►
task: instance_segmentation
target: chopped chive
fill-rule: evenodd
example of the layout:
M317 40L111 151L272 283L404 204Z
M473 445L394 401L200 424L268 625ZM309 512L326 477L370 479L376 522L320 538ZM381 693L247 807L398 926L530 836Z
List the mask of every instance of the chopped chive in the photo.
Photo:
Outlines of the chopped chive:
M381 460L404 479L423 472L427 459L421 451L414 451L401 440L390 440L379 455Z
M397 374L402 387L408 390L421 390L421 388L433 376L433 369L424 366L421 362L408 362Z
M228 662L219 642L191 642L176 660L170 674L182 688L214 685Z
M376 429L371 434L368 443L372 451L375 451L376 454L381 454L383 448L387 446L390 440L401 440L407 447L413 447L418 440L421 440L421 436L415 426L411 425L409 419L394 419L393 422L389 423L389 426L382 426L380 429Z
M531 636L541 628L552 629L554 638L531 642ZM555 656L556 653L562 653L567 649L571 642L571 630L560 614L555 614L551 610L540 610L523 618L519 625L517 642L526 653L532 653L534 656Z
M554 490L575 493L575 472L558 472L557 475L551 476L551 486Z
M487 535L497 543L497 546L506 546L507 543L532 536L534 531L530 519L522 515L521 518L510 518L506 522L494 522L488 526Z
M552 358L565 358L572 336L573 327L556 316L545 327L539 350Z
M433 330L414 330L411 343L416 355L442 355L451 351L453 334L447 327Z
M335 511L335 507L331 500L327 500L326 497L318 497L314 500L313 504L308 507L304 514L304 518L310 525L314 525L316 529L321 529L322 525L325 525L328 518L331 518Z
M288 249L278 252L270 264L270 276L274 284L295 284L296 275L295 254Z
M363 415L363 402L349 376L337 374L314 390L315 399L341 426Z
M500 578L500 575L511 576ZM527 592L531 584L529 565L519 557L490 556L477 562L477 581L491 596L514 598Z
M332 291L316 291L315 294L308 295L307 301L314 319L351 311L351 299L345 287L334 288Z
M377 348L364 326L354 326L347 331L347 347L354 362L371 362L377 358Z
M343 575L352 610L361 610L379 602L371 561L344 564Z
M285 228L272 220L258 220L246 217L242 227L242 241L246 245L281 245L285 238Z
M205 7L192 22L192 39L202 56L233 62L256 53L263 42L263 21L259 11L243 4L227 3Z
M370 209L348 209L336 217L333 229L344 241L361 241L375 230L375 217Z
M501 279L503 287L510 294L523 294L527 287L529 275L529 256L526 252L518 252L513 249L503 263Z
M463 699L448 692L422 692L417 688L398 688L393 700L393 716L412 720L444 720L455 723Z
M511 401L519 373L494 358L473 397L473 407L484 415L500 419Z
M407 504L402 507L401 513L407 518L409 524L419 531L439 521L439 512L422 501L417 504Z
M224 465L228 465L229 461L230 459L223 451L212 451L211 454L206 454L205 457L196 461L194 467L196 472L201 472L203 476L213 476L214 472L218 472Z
◄
◆ ASSIGNMENT ◆
Line by line, print the records above exactly as they stand.

◆ FINAL ANSWER ◆
task: instance_segmentation
target: chopped chive
fill-rule: evenodd
example of the layout:
M317 40L111 151L272 283L404 204Z
M473 445L394 401L200 424L268 625ZM309 512L326 477L370 479L376 522L320 538ZM381 693L247 807L398 926L530 836Z
List the mask of every instance of the chopped chive in the photo.
Photo:
Outlines of the chopped chive:
M381 460L404 479L423 472L427 459L421 451L414 451L401 440L390 440L379 455Z
M397 374L402 387L408 390L421 390L421 388L433 376L433 369L424 366L421 362L408 362Z
M228 662L219 642L191 642L176 660L170 674L182 688L214 685Z
M376 429L371 434L368 443L372 451L375 451L376 454L381 454L383 448L387 446L390 440L401 440L407 447L413 447L418 440L421 440L421 436L415 426L411 425L409 419L394 419L393 422L389 423L389 426L382 426L380 429Z
M531 636L541 628L552 629L554 638L531 642ZM555 656L556 653L562 653L567 649L571 642L571 630L560 614L555 614L551 610L540 610L523 618L519 625L517 642L526 653L532 653L534 656Z
M554 490L575 493L575 472L558 472L557 475L551 476L551 486Z
M487 535L497 543L497 546L506 546L507 543L532 536L534 531L530 519L522 515L521 518L510 518L506 522L494 522L488 526Z
M552 358L565 358L572 336L573 327L556 316L545 327L539 350Z
M433 330L414 330L411 343L416 355L442 355L451 351L453 334L447 327Z
M335 511L335 507L331 500L327 500L326 497L318 497L314 500L313 504L308 507L304 514L304 518L310 525L314 525L316 529L321 529L322 525L325 525L328 518L331 518Z
M288 249L278 252L270 264L270 276L274 284L295 284L296 275L295 254Z
M363 415L363 402L349 376L337 374L314 390L315 399L341 426Z
M500 578L500 575L511 576ZM527 592L531 584L529 565L519 557L490 556L477 562L477 581L491 596L514 598Z
M332 291L316 291L315 294L308 295L307 301L314 319L351 311L351 299L345 287L334 288Z
M377 348L364 326L354 326L347 331L347 347L354 362L371 362L377 358Z
M343 575L352 610L361 610L379 602L371 561L344 564Z
M285 228L272 220L258 220L246 217L242 227L242 241L246 245L281 245L285 238Z
M205 7L192 22L192 39L202 56L233 62L256 53L263 42L263 21L259 11L243 4L227 3Z
M370 209L348 209L336 217L333 229L344 241L361 241L375 230L375 217Z
M501 279L503 287L510 294L523 294L527 287L529 275L529 256L526 252L518 252L513 249L503 263Z
M463 699L448 692L422 692L417 688L398 688L393 700L393 716L412 720L444 720L455 723Z
M511 401L519 373L494 358L473 397L473 407L484 415L500 419Z
M407 504L402 507L401 513L407 518L409 524L419 531L439 521L439 512L422 501L417 504Z
M224 465L228 465L229 461L230 459L223 451L212 451L211 454L206 454L205 457L196 461L194 467L196 472L201 472L203 476L213 476L214 472L218 472Z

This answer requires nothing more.